[Begin Data extract]

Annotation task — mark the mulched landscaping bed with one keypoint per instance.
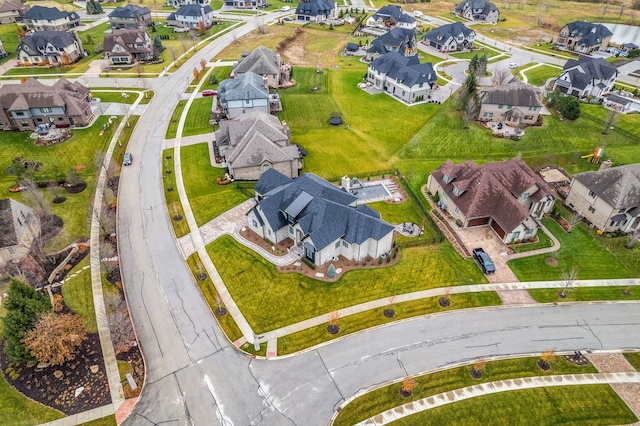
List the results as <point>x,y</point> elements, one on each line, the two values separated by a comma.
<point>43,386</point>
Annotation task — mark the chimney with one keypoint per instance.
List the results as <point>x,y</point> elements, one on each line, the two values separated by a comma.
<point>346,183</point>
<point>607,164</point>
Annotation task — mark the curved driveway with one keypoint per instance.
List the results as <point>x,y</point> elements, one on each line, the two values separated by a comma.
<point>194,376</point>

[End Data extract]
[Begin Data extract]

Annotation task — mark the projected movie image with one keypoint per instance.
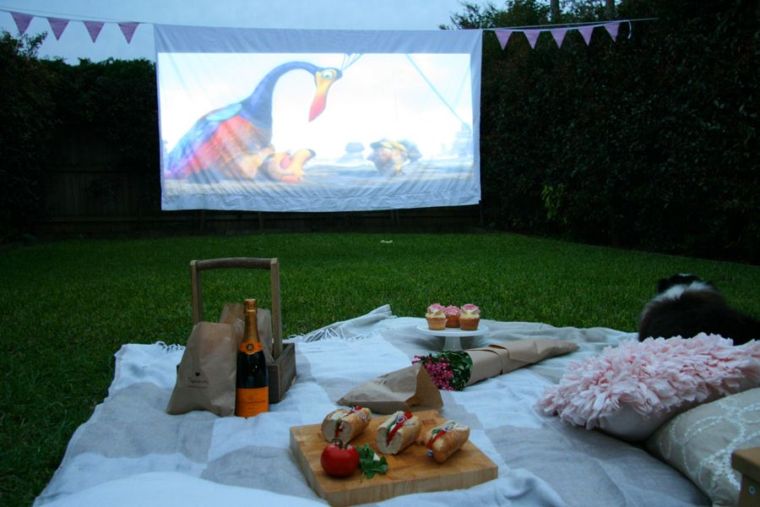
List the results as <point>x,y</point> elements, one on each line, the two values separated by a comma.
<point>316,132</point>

[End Data extract]

# [Given task]
Present every line of the records, from the line containing "Annotation task — mark the chimney" down to the line containing "<point>607,164</point>", both included, as a Markdown table with the columns Row and Record line, leaving out any blank lines.

# [Output]
| Row | Record line |
|---|---|
| 1 | Annotation task — mark the chimney with one keypoint per instance. |
| 2 | List the results as <point>x,y</point> elements, one on each line, the two values separated by a comma. |
| 3 | <point>346,183</point> |
| 4 | <point>607,164</point> |